• **EXERCISE REQUIREMENTS**
Identify the line that contains "In the photo above, where can the gravel" in the material. Output it and every line after it, unchanged, through the end.

◆ ◆ ◆

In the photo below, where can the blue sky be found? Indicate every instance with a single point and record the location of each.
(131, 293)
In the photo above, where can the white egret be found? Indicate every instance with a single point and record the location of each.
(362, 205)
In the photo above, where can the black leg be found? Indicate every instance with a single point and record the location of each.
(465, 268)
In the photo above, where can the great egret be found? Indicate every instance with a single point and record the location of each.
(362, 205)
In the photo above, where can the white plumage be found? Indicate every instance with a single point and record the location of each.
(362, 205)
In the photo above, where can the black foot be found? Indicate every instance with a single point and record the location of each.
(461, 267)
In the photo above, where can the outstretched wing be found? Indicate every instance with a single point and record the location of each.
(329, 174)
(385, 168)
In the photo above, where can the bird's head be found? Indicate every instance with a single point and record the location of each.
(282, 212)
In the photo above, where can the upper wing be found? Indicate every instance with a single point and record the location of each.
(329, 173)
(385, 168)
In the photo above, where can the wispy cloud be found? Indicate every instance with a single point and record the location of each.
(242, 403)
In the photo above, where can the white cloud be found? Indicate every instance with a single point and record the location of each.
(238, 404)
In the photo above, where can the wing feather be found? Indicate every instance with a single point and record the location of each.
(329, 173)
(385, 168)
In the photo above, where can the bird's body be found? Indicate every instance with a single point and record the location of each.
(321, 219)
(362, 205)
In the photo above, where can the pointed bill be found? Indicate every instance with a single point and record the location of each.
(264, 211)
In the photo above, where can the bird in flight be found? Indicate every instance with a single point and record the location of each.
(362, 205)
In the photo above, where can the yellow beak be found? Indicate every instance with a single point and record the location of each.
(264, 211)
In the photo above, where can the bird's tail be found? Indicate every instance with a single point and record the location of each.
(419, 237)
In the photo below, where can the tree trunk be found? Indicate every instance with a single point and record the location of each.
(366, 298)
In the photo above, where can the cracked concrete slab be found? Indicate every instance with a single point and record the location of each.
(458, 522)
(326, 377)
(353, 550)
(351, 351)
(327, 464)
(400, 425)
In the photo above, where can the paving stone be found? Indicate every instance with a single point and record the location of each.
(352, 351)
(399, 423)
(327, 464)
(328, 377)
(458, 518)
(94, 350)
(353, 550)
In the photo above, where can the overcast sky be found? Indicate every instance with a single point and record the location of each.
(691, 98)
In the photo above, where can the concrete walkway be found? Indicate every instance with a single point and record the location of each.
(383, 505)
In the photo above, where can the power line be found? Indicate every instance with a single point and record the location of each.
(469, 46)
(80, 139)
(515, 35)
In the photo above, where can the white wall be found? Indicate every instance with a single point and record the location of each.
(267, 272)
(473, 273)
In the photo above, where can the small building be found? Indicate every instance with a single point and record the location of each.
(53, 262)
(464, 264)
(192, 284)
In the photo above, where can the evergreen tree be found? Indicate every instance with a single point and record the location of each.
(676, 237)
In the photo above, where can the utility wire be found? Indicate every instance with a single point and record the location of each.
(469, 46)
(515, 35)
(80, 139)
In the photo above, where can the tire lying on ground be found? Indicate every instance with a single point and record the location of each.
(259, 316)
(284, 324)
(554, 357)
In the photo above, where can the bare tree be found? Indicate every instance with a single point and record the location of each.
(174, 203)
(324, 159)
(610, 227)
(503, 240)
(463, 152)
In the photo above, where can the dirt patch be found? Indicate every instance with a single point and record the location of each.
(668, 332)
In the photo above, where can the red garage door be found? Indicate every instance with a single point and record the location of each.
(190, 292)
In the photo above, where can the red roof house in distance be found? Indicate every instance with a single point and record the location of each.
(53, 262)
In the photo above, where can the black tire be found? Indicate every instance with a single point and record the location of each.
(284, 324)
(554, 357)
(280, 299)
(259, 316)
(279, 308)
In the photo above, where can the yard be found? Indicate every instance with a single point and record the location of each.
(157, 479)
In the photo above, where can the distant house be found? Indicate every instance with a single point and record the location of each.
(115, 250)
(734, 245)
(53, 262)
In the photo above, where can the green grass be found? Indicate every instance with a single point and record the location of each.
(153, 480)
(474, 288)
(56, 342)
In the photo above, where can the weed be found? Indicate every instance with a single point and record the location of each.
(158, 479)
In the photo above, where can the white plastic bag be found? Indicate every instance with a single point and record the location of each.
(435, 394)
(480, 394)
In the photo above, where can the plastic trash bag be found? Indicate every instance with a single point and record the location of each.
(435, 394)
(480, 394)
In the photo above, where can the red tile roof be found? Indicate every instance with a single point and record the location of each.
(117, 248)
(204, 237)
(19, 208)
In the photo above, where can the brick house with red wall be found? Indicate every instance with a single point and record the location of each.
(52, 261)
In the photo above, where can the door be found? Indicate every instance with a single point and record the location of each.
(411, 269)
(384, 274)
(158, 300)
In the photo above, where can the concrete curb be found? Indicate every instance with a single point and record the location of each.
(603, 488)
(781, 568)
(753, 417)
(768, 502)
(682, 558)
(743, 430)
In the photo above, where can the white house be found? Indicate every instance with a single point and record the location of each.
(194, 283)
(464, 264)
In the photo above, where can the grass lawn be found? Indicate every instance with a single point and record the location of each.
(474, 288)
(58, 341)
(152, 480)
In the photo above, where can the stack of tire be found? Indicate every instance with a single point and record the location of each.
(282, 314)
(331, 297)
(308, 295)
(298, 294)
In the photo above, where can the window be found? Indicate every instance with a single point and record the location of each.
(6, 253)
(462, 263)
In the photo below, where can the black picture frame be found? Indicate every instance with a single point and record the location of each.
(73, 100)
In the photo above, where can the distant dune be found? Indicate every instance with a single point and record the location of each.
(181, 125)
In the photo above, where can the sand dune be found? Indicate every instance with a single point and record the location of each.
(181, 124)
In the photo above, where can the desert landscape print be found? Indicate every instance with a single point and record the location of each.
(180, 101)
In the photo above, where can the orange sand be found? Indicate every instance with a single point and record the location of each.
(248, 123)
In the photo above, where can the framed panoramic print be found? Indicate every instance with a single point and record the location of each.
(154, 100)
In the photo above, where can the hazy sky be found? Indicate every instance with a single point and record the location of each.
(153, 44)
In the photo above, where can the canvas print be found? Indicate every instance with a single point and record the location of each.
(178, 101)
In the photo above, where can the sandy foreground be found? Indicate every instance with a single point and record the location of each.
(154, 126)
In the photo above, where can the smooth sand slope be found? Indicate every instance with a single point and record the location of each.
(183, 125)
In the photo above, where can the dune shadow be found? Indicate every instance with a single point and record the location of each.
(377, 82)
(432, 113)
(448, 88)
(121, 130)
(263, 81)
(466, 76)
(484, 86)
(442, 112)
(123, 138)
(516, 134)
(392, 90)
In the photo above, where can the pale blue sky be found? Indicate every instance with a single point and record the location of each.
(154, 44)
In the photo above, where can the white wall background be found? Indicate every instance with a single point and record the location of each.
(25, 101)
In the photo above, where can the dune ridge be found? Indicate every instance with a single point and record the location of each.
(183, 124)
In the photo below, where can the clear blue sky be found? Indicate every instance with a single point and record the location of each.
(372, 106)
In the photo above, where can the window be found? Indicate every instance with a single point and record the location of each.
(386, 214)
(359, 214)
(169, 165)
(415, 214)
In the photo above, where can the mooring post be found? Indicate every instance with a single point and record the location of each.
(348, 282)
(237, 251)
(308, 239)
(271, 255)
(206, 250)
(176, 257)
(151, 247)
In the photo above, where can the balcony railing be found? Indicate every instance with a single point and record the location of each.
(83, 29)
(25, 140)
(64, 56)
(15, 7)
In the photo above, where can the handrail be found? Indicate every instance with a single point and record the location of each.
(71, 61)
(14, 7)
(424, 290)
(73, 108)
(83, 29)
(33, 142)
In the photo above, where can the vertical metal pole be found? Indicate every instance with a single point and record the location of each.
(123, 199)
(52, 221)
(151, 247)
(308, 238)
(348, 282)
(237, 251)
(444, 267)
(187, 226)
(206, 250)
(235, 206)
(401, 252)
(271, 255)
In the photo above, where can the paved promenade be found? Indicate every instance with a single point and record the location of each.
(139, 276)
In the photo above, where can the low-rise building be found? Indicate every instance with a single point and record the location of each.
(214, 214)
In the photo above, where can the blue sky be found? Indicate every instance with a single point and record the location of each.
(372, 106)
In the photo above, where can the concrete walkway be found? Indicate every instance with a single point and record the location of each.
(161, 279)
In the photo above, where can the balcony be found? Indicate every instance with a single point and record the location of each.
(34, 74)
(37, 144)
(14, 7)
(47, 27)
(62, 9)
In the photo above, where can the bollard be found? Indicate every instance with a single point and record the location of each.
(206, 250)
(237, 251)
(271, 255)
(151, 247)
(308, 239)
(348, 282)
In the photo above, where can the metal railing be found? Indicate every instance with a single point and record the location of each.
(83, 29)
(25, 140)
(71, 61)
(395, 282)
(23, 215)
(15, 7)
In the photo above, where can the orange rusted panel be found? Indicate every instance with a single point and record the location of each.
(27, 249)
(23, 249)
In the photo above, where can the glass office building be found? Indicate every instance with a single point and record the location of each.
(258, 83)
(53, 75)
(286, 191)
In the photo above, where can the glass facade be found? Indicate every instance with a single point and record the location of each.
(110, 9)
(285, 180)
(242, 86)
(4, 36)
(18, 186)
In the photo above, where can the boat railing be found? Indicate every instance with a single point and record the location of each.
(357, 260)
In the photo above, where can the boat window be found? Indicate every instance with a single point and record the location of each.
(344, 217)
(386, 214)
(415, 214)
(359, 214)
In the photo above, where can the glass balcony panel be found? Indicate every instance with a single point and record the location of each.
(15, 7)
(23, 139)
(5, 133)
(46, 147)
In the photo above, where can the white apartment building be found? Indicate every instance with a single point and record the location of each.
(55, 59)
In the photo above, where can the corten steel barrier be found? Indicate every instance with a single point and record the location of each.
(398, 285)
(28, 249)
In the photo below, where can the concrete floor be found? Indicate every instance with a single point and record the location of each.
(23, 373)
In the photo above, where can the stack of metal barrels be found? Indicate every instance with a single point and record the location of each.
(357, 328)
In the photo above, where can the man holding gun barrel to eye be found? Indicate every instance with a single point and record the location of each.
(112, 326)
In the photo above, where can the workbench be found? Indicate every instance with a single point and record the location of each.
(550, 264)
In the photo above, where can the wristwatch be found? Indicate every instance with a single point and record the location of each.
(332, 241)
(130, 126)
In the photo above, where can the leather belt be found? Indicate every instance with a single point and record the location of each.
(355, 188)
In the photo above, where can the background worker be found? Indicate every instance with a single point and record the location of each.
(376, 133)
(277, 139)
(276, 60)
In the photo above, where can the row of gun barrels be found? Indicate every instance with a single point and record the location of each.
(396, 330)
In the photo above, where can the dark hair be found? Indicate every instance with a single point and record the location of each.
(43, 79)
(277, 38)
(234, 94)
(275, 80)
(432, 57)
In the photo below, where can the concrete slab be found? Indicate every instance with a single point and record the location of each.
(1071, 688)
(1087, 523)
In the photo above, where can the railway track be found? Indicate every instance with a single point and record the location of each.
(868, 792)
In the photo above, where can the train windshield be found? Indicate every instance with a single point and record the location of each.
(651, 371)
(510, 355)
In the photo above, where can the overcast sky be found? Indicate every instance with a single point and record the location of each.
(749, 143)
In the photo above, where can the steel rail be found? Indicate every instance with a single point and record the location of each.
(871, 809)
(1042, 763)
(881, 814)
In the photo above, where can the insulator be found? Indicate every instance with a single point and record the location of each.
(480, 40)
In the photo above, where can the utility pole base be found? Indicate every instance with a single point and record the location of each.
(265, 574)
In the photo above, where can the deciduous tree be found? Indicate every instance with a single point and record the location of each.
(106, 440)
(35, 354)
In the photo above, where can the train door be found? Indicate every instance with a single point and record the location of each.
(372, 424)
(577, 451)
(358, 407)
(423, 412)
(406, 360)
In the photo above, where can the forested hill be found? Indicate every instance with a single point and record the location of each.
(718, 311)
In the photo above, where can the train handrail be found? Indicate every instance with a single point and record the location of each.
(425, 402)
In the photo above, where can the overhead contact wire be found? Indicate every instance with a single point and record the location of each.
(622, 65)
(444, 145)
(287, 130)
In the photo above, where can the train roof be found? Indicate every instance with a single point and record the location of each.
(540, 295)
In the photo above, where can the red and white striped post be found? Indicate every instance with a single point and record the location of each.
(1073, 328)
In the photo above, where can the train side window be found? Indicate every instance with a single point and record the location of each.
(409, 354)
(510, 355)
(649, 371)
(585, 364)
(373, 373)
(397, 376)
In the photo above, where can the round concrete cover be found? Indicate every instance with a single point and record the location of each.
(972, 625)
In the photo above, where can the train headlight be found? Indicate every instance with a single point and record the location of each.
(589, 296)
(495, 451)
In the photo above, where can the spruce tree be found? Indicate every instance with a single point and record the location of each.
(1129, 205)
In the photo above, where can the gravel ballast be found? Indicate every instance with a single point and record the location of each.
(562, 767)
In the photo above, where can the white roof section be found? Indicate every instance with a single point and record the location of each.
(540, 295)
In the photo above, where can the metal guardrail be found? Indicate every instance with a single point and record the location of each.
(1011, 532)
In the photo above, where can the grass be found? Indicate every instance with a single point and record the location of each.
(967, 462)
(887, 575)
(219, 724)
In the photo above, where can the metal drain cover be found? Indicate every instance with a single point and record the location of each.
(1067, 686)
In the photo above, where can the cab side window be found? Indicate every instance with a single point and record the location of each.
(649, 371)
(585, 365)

◆ ◆ ◆

• **ANSWER TO THIS PROBLEM**
In the photo above, where can the gravel ballast be found? Indicate every instance with a single point and record the location of each.
(562, 767)
In the photo above, where can the white roof section be found? Indicate every instance with a single point and record the location of each.
(540, 295)
In the photo above, where can the metal guardrail be found? Indicate every instance with a single point and record the location of each.
(1011, 532)
In the photo above, where can the grass be found? Indicate every instance with a single point and record the location of each.
(967, 462)
(887, 575)
(219, 724)
In the photo above, where can the metal drain cover be found? Indicate every instance with a single point and record the location of each.
(1067, 686)
In the photo above, where can the cab side window be found? Indicate every instance with a single point and record the location of each.
(649, 371)
(585, 365)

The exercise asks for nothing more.